** Exercise prompt **
Please copy the data below verbatim, starting with the line that contains "task | locate a point on every instance of the green" and going on through the last line of the data.

** Given data **
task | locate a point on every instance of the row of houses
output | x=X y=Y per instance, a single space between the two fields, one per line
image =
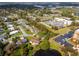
x=10 y=27
x=59 y=22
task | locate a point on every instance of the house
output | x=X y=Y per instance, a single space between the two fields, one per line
x=59 y=22
x=35 y=41
x=11 y=29
x=14 y=32
x=75 y=37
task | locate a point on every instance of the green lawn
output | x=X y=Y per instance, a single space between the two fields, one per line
x=62 y=30
x=56 y=46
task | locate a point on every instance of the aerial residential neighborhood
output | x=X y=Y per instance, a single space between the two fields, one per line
x=40 y=29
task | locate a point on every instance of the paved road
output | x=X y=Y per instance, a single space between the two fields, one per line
x=24 y=33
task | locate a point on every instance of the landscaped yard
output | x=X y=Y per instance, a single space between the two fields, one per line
x=56 y=46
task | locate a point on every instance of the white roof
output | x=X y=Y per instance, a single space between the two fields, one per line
x=13 y=32
x=77 y=31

** Answer for the task **
task | locate a point on every instance of the green lawn
output | x=X y=Y per instance, a single space between the two fields, one per line
x=62 y=30
x=56 y=46
task | locate a point on every instance of the aerial residential neighborhood
output | x=X y=Y per instance, a single space between the two fields, one per line
x=40 y=29
task | locate a point on every instance of the paved road
output | x=X y=Y per instance, a single space between the two fields, one per line
x=24 y=33
task | locate a point on every instance of the landscaped yard
output | x=X y=Y per instance, a single space between the two fields, one per line
x=56 y=46
task | locate a point on every instance of the white roof
output | x=X y=Y per instance, a single space between the two fields, one per line
x=13 y=32
x=77 y=31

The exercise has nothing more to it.